──────── Data provided

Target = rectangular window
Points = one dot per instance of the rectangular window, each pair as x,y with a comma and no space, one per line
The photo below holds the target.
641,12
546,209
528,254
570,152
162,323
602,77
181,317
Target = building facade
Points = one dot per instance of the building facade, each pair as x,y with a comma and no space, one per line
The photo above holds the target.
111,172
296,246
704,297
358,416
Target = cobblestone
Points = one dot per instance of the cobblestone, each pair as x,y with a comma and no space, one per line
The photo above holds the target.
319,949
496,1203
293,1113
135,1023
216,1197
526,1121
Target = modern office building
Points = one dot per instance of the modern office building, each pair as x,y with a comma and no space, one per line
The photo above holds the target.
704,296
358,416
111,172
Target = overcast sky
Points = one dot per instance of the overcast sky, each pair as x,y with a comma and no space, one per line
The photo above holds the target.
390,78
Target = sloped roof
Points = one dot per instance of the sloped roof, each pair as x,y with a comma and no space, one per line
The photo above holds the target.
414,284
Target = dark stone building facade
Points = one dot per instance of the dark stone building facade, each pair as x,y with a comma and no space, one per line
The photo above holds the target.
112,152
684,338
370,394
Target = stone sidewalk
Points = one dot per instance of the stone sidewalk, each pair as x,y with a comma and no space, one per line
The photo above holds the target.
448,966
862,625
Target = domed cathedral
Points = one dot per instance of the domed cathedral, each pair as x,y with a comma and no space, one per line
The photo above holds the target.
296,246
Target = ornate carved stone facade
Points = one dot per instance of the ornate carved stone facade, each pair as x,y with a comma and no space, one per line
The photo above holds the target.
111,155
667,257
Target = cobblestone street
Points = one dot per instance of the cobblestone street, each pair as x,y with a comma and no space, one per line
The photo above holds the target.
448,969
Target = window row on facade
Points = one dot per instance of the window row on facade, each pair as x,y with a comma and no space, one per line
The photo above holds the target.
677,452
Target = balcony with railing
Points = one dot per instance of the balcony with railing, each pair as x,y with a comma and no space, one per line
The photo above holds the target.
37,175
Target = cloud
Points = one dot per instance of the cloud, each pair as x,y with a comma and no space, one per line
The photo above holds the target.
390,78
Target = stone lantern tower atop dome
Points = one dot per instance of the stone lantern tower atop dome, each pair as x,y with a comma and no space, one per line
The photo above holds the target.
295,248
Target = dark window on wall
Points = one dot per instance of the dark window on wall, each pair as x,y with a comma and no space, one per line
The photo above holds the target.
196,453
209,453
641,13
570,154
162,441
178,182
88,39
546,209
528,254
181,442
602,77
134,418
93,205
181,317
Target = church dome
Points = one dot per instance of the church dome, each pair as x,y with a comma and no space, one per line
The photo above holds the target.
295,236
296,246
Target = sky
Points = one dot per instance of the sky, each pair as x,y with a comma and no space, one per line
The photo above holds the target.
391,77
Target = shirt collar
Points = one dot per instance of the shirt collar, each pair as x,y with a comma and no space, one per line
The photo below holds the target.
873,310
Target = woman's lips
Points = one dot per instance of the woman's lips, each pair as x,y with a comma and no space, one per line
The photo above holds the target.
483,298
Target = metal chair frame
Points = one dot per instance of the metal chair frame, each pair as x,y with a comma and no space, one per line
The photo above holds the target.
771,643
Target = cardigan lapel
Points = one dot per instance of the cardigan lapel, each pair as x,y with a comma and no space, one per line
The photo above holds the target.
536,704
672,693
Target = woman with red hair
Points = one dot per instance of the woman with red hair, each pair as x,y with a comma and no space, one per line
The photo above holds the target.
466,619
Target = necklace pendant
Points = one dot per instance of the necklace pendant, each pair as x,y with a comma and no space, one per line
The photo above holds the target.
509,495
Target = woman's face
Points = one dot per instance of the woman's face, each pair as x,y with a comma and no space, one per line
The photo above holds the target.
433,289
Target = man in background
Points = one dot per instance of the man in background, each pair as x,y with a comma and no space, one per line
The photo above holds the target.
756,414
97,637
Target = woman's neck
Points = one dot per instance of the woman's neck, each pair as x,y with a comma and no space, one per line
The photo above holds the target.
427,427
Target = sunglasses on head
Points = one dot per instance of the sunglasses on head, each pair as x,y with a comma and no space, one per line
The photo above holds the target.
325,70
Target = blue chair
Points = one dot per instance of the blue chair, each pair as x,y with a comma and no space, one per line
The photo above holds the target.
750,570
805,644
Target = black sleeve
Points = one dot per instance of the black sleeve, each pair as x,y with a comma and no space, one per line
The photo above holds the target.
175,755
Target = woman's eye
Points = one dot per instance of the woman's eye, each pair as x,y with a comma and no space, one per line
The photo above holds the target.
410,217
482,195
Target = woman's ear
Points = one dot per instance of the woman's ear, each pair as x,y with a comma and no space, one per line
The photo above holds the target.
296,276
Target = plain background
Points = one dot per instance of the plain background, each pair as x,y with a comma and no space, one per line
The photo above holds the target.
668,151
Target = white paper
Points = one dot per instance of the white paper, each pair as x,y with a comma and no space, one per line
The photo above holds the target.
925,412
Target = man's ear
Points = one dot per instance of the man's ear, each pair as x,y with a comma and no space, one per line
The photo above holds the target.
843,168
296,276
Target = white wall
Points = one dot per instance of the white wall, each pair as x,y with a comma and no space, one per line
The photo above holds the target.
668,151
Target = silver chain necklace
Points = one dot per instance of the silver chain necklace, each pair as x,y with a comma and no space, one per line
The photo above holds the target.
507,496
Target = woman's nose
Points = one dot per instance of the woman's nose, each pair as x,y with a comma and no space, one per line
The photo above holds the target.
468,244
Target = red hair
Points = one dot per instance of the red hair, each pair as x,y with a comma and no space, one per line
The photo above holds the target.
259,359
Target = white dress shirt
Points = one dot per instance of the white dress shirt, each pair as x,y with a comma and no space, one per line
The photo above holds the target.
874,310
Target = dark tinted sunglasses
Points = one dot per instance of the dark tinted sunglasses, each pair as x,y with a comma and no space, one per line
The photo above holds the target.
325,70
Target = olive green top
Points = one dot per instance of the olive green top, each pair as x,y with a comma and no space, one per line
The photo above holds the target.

────────────────

What the task asks - Output every record above in full, exactly as it reads.

Problem solution -
Target = rectangular window
Points = one dot per instance of the rectangular window, each pair as x,y with a comma and no space, one per line
The photo below holds the target.
641,12
546,209
528,254
570,152
162,323
602,77
181,317
Target = building facade
Points = one dot per instance of the building facade, each pair as x,y with a comma and no space, one per line
The photo above holds the target.
111,172
296,246
704,297
358,416
Target = cobblestone
Points = one dot per instance of the cobblestone, each pair as x,y with a comma and no space, one per line
The photo above holds the target.
319,949
496,1203
293,1113
135,1023
216,1197
526,1121
Target = modern office building
Points = one dot per instance of the modern office building, each pair as x,y with a comma and no space, one per line
The photo above holds the target.
704,296
358,416
111,172
Target = overcast sky
Points = one dot per instance of the overcast sky, each pair as x,y with a comma and no space, one per line
The photo above holds the target.
390,78
Target = sloped roof
Points = one dot per instance of the sloped roof, each pair as x,y with a comma and no space, one per line
The photo above holds the target.
414,284
Target = dark stone building facade
Points = one dot per instance of the dark stone building facade, each pair as x,y with a comma and no space, one per line
The photo above holds the target.
112,152
684,338
370,394
Target = stone sidewalk
Points = one dot per instance of the stone sidewalk, each pair as x,y with a comma and no space, one per line
The photo above holds the target.
448,966
862,625
Target = domed cathedral
Points = one dot per instance of the domed cathedral, each pair as x,y with a comma and no space, one per line
The photo above holds the target.
296,246
Target = ornate carved stone facade
Points = one dot per instance of the ornate carved stone facade, each pair as x,y with a comma and no space, one per line
The photo above holds the target.
111,155
667,257
Target = cobblestone street
Points = one dot per instance of the cobblestone street, each pair as x,y with a comma and no space, one per line
The photo above holds the target.
448,969
Target = window row on facade
Points = one dot per instance of the window row on facade, each pair as x,y with a comma and no space, one per line
The photo above holds the target.
677,452
Target = balcony with railing
Points = one dot per instance of the balcony with railing, each pair as x,y with a comma and no space, one per line
The photo above holds the target.
37,175
Target = cloud
Points = one dot per instance of the cloud, each pair as x,y with a comma and no space, one per line
The photo above holds the target.
390,78
Target = stone lantern tower atop dome
Points = one dot per instance of the stone lantern tower atop dome, each pair as x,y with a comma and no space, one per line
The photo above holds the target.
295,248
Target = dark window on wall
Points = one dot per instance of the dark window on wall, each pair as x,y with a comma and no space, one per line
The photo above holds the target.
196,453
209,453
641,13
570,154
162,441
178,182
88,39
546,209
528,254
181,442
602,77
134,418
93,205
181,317
Target = church dome
Points = one dot per instance of the church dome, each pair as x,y with a comma and no space, one per line
The photo above holds the target.
295,236
296,246
Target = sky
Points = one dot per instance of the sky, each pair as x,y with a comma and no space, one per line
The photo above holds the target.
391,77
Target = shirt collar
Points = one dot per instance of the shirt collar, each pair as x,y with a comma and no space, one per line
The photo below holds the target.
873,310
Target = woman's lips
Points = one dot per instance of the woman's lips, each pair as x,y with a comma and no space, one per line
The photo above holds the target.
483,298
Target = metal chair frame
Points = one dot per instance of the metal chair frame, each pair as x,y with a comma and no space, one per line
The photo above holds the target.
771,643
Target = cardigan lapel
Points = one dot per instance of the cardigan lapel, each pair as x,y with a comma and no space, one per line
The photo above holds the target.
536,704
672,693
Target = woman with red hair
Points = one dot per instance of the woman with red hair, each pair as x,y with a comma and no space, one per line
The photo above holds the target.
466,619
Target = necklace pendant
Points = one dot per instance of the necklace pendant, each pair as x,y with a comma and no space, one per line
The photo above holds the target.
509,495
Target = woman's face
Points = one dot per instance of the woman's face, each pair as x,y with a comma and no space, one per line
The photo above holds the target.
433,289
Target = man in background
Points = one dot per instance of the man in background, each pair as x,y with a comma and no space, one per line
The photo above holds the target.
756,414
97,637
Target = woman's neck
Points = one dot per instance of the woman's neck, each pair as x,y with a comma and no space, one per line
The photo above holds the target.
427,427
Target = sunglasses on head
Points = one dot per instance of the sunglasses on head, each pair as x,y with a comma and no space, one per line
The photo above holds the target.
325,70
Target = blue chair
Points = one dot per instance of the blue chair, each pair as x,y with a comma and no space, one per line
The photo above holds the target.
750,570
805,644
Target = black sleeve
Points = one dot per instance of the black sleeve, each pair as x,y with a comma and no space, one per line
The photo above holds the target.
175,755
Target = woman's eye
Points = one dot per instance of the woman's eye, each pair as x,y with a comma and no space, one per line
The photo above holds the target.
410,217
482,195
Target = woman's ear
Points = one dot per instance of the woman's ear, each pair as x,y with a comma and no space, one per line
The photo above holds the target.
296,276
Target = plain background
Points = one dot per instance of the plain background, each pair as x,y with a comma and no space, one per line
The photo above holds the target.
668,151
Target = white paper
Points = one dot per instance of the white paper, each pair as x,y with a comma and no space, one per line
The photo above holds the target.
925,412
Target = man's ear
Points = one dot per instance of the man's ear, each pair as x,y with a comma and no space, one per line
The photo above holds the target.
843,168
296,276
Target = white wall
Points = one dot per instance of the white wall, each pair as x,y with a comma and no space, one per line
The photo above holds the target.
668,151
Target = silver chain necklace
Points = one dot per instance of the silver chain necklace, each pair as x,y with a comma and no space, one per line
The photo above holds the target.
507,496
Target = woman's nose
Points = one dot per instance of the woman's nose, each pair as x,y with a comma and no space, one per line
The photo above holds the target.
468,244
Target = red hair
Points = one dot per instance of the red hair, each pair as x,y with a comma and no space, one per line
The photo above holds the target.
259,359
Target = white dress shirt
Points = one dot per instance of the white dress shirt, each pair as x,y with a comma and no space, one per line
The photo above holds the target.
874,310
Target = dark tinted sunglasses
Points = one dot per instance of the dark tinted sunglasses, each pair as x,y with a comma and no space, one per line
The photo above holds the target.
325,70
Target = olive green top
Points = one dot per instance of the olive green top, each pair as x,y with a comma and no space, one per line
The photo above holds the target.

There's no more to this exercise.